== What is asked ==
Reproduce every line of the listing below verbatim, in its original order.

[Begin Raw records]

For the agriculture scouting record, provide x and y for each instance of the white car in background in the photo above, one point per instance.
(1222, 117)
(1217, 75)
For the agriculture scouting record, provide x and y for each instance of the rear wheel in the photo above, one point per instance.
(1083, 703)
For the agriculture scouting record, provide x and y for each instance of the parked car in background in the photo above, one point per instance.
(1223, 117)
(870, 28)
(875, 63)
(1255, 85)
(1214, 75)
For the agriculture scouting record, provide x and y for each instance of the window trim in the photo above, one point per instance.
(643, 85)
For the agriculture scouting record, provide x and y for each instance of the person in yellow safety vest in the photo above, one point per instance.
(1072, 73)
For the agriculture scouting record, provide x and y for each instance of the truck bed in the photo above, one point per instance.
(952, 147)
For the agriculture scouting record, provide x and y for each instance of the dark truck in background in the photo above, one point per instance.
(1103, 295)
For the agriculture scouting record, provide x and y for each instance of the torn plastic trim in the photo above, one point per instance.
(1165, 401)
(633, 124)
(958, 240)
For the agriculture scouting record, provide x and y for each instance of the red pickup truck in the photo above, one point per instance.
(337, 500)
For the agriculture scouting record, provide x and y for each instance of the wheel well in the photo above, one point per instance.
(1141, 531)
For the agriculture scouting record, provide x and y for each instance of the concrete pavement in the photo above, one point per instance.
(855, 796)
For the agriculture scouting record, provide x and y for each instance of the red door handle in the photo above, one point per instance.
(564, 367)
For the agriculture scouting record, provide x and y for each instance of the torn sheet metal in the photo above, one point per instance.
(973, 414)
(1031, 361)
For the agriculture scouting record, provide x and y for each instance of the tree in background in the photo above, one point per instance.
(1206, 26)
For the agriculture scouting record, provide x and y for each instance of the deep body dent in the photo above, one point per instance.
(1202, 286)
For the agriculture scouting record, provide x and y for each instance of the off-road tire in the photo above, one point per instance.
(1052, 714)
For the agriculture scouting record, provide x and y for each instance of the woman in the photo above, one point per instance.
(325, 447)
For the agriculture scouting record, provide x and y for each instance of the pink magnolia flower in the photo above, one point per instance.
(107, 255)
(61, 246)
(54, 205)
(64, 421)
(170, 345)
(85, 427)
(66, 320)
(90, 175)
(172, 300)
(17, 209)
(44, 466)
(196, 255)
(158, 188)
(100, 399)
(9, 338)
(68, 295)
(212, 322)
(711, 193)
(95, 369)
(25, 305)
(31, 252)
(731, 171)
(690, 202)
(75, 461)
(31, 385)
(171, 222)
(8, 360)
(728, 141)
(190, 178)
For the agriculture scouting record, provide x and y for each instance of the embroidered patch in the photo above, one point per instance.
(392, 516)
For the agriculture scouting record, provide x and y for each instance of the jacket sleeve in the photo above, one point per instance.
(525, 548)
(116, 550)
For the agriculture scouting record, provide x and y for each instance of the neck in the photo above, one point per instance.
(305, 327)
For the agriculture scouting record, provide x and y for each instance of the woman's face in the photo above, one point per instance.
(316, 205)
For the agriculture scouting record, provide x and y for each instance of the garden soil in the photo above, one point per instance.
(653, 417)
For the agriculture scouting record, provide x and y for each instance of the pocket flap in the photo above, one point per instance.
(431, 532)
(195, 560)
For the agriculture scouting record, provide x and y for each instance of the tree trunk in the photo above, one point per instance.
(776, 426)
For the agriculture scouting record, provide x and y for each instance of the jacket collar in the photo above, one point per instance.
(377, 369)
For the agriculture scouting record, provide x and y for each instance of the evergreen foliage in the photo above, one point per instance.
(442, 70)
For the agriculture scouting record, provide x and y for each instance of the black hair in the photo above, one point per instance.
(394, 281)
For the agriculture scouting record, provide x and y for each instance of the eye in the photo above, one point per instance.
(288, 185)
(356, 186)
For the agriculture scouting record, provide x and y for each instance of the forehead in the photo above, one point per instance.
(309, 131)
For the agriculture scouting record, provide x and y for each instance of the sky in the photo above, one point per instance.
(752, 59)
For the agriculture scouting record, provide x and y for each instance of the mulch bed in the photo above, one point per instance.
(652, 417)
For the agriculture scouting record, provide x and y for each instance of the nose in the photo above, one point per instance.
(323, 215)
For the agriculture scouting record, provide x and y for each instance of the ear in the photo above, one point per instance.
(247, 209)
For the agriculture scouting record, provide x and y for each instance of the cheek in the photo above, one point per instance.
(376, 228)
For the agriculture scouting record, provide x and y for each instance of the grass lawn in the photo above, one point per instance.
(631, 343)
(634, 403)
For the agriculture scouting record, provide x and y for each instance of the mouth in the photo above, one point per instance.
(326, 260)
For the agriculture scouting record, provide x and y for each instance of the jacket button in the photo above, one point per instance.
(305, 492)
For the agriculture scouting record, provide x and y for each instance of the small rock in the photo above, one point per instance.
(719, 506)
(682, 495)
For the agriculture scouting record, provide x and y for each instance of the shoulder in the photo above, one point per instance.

[End Raw records]

== Exercise result ==
For the agriculture scouting record, provide x and y for each instance of the white car in background in the photo above, one point per instance.
(1222, 117)
(1217, 75)
For the agriculture scouting record, provide x and y for each instance of the rear wheel in the photo above, one point per instance.
(1083, 703)
For the agriculture scouting record, provide x and y for each instance of the parked car in background in the photo above, one point per instance.
(1223, 117)
(870, 28)
(875, 63)
(1255, 85)
(1214, 75)
For the agriculture scouting record, provide x and y for each instance of the window trim in the photo above, one point per instance.
(643, 85)
For the agriculture scouting record, provide x and y for each instance of the person in yellow safety vest in the photo above, one point per instance.
(1072, 73)
For the agriculture scouting record, provide x and y for each instance of the truck bed in the photo above, one point per instance.
(952, 147)
For the agriculture scouting record, provide x and y for each instance of the dark truck in background in the photo above, one point per instance.
(1103, 295)
For the agriculture scouting record, provide x and y for each instance of the torn plastic trim in the photo above, one point per instance.
(1165, 401)
(633, 124)
(958, 240)
For the agriculture scouting record, provide x and y for each instance of the red pickup truck in the photo above, one point per instance.
(337, 500)
For the agriculture scouting record, provide x and y for each instance of the wheel well in the photo above, one point per instance.
(1141, 531)
For the agriculture scouting record, provide x and y for each instance of the concrete pavement in the photo above, one point per instance.
(855, 796)
For the agriculture scouting record, provide x and y for each instance of the red door handle in the photo above, one point per instance.
(564, 367)
For the agriculture scouting record, provide x and y for each instance of the torn sheet metal in the photo above, one point per instance.
(973, 414)
(1031, 361)
For the agriculture scouting record, provide x and y for each instance of the tree in background in the photo above, one point per instance.
(1206, 26)
For the agriculture scouting record, provide x and y for each instance of the deep body dent in the photo above, one point per instance.
(1202, 286)
For the agriculture scouting record, provide x and y for each instance of the off-road tire in the photo above, one point per instance.
(1052, 714)
For the agriculture scouting record, provide x and y for each instance of the woman in the photo above, one point per instance.
(325, 447)
For the agriculture scouting record, provide x and y for each instance of the pink magnolia flower in the photo above, one point per instance.
(107, 255)
(61, 246)
(54, 205)
(64, 421)
(170, 345)
(85, 427)
(66, 320)
(90, 175)
(172, 300)
(17, 209)
(44, 466)
(196, 255)
(158, 188)
(100, 399)
(9, 338)
(68, 295)
(212, 322)
(711, 193)
(95, 369)
(25, 305)
(31, 252)
(731, 171)
(690, 202)
(75, 461)
(31, 385)
(171, 222)
(8, 360)
(728, 141)
(190, 178)
For the agriculture scouting record, provide x and y for each instance of the embroidered patch in the photo above, one point per instance.
(392, 516)
For the agriculture scouting record, provide x and y for each instance of the jacket sleeve in the photo above, one point per instance.
(525, 548)
(116, 550)
For the agriculture scouting record, provide x and y for each instance of the neck in the photo above, one point per instance.
(305, 327)
For the agriculture scouting record, provide x and y for each instance of the woman's face in the photo above, one point per instance.
(316, 205)
For the agriculture scouting record, provide x and y for each instance of the garden soil in the photo above, one point per instance.
(653, 417)
For the agriculture scouting record, provide x and y for each instance of the pocket flap in the photo above, one point per instance.
(431, 532)
(195, 560)
For the agriculture scouting record, provide x and y for each instance of the tree trunk in the photo above, one point per instance.
(776, 426)
For the agriculture scouting record, provide x and y for each instance of the jacket collar in the photo above, one point per instance.
(377, 369)
For the agriculture scouting record, provide x and y for each instance of the evergreen foliage in the photo above, one point per instance.
(442, 70)
For the agriculture scouting record, provide x and y for each instance of the black hair in the photo above, one point per instance.
(394, 281)
For the agriculture scouting record, provide x and y for each instance of the eye in the photo above, one point per instance.
(288, 185)
(356, 186)
For the agriculture scouting record, provide x and y for each instance of the forehead in the photo above, one point per instance.
(309, 131)
For the agriculture scouting record, provide x and y for each instance of the sky in the photo above, one point per instance.
(752, 59)
For the agriculture scouting record, provide x and y for each instance of the mulch bed in the photo above, one point per instance.
(652, 417)
For the agriculture scouting record, provide x and y for each instance of the nose in the photo above, one point per instance.
(323, 215)
For the agriculture scouting record, provide x and y for each instance of the ear in the photo above, one point per instance.
(247, 209)
For the agriculture scouting record, provide x and y for each instance of the cheek in the photo above, one point per instance.
(376, 228)
For the agriculture scouting record, provide x and y for each instance of the grass lawn in the photo above, one point per instance.
(631, 343)
(634, 403)
For the agriculture scouting record, provide x and y for each instance of the mouth in the photo above, one point per instance.
(326, 260)
For the agriculture scouting record, provide x and y for each instance of the jacket button in the photo above, one point per instance.
(305, 492)
For the agriculture scouting record, provide x and y for each instance of the small rock in the photo above, one point per instance.
(719, 506)
(682, 495)
For the agriculture scouting record, provide x and y for each instance of the shoulder in the photo above, one point per instance.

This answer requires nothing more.